▶ _Input rows_
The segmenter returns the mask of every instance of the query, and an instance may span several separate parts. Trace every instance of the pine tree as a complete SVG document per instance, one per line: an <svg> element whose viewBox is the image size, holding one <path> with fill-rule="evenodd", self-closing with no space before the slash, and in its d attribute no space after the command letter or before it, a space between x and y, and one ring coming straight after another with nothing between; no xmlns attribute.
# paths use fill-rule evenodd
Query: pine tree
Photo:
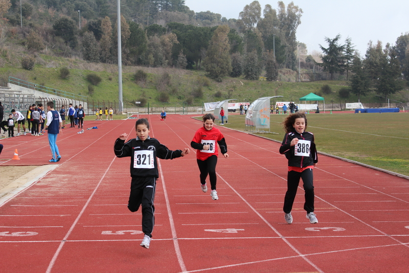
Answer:
<svg viewBox="0 0 409 273"><path fill-rule="evenodd" d="M230 29L226 25L219 26L209 43L207 57L203 61L204 69L209 76L218 81L232 71L230 46L228 34Z"/></svg>

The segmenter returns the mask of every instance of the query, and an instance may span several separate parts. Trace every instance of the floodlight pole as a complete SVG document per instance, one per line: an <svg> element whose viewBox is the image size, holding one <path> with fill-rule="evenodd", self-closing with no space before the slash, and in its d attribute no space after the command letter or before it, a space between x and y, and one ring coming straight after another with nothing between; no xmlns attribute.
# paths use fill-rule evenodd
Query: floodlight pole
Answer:
<svg viewBox="0 0 409 273"><path fill-rule="evenodd" d="M121 0L117 0L118 33L118 99L119 106L118 111L122 113L124 102L122 101L122 52L121 45Z"/></svg>

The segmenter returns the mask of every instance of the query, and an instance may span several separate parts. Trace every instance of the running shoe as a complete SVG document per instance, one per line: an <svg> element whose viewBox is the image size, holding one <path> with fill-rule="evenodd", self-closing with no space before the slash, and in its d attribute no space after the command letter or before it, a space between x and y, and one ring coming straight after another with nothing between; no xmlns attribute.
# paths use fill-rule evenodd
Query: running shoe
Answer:
<svg viewBox="0 0 409 273"><path fill-rule="evenodd" d="M219 197L217 196L217 192L216 191L216 190L212 191L212 192L210 193L210 196L212 197L212 199L213 200L217 200L219 199Z"/></svg>
<svg viewBox="0 0 409 273"><path fill-rule="evenodd" d="M288 224L292 223L292 216L291 215L291 213L286 213L284 218L285 218L285 221L287 222Z"/></svg>
<svg viewBox="0 0 409 273"><path fill-rule="evenodd" d="M310 213L307 214L307 219L310 219L310 223L311 224L316 224L318 223L318 220L315 217L315 214L314 213Z"/></svg>
<svg viewBox="0 0 409 273"><path fill-rule="evenodd" d="M150 243L150 237L148 235L144 236L144 239L142 242L141 243L141 246L145 247L145 248L149 248L149 244Z"/></svg>
<svg viewBox="0 0 409 273"><path fill-rule="evenodd" d="M206 192L207 192L208 186L206 185L206 184L201 184L201 191L203 192L203 193L206 193Z"/></svg>

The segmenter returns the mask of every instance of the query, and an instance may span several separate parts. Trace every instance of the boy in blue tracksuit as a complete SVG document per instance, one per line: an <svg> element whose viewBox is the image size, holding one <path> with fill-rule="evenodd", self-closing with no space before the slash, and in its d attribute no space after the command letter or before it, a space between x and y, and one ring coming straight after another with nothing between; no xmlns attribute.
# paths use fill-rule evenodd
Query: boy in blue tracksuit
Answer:
<svg viewBox="0 0 409 273"><path fill-rule="evenodd" d="M45 128L48 128L48 141L53 158L50 162L58 162L61 159L61 155L57 146L57 136L62 134L61 127L62 123L60 113L54 110L54 103L52 101L47 102L47 124Z"/></svg>
<svg viewBox="0 0 409 273"><path fill-rule="evenodd" d="M131 157L131 192L128 208L132 212L142 206L142 231L145 234L141 246L149 248L153 230L155 217L156 181L159 177L156 157L162 159L173 159L184 156L190 152L189 148L183 151L171 151L159 141L148 135L149 122L145 118L137 121L135 127L137 138L127 142L128 135L123 133L115 141L113 151L117 157Z"/></svg>

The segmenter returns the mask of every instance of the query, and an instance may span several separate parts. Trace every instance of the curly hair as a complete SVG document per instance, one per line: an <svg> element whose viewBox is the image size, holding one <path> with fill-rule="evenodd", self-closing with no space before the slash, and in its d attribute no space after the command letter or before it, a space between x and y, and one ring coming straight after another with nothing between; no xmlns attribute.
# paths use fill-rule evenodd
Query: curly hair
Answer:
<svg viewBox="0 0 409 273"><path fill-rule="evenodd" d="M297 112L293 114L291 114L287 116L281 124L283 125L283 129L286 133L290 133L294 131L294 123L296 123L296 119L297 118L304 118L305 120L305 129L307 129L307 116L305 113L303 112Z"/></svg>
<svg viewBox="0 0 409 273"><path fill-rule="evenodd" d="M213 114L206 114L206 115L203 116L203 117L202 118L203 119L203 122L206 120L207 120L208 119L211 119L213 121L213 122L214 122L215 120L215 117L214 116L213 116Z"/></svg>
<svg viewBox="0 0 409 273"><path fill-rule="evenodd" d="M146 118L140 118L139 119L137 120L137 122L135 123L135 129L137 129L138 128L138 125L139 125L139 124L144 124L145 125L146 125L146 127L148 128L148 130L150 130L150 129L149 129L149 127L150 127L150 126L149 126L149 122L148 121L148 120L146 119Z"/></svg>

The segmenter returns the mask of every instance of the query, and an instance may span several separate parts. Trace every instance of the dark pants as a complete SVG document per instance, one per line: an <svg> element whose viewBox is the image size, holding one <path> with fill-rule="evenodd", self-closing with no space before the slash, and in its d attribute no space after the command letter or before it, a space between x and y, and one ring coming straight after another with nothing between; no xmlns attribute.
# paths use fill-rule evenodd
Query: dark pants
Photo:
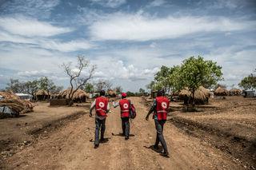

▶ _Written problem_
Copy the records word for word, beginning at their first line and stopping after the line that contains "29L226 25L219 26L209". Leave the pictures out.

▶ _In response_
The segmenter returns the mask of every instance of the query, and an instance may span several separate parts. Trace every instance of the pine tree as a complete SVG document per instance, one per line: an <svg> element whose viewBox is the image size, holding one <path> with fill-rule="evenodd", self-closing with no space before the slash, and in its d attribute no space after the command letter or before it, a space between x and y, and one ring coming straight after another with nothing between; no xmlns attribute.
# paths use fill-rule evenodd
Query: pine tree
Photo:
Answer:
<svg viewBox="0 0 409 273"><path fill-rule="evenodd" d="M230 29L226 25L219 26L209 43L207 57L203 61L204 69L209 76L218 81L232 71L230 46L228 34Z"/></svg>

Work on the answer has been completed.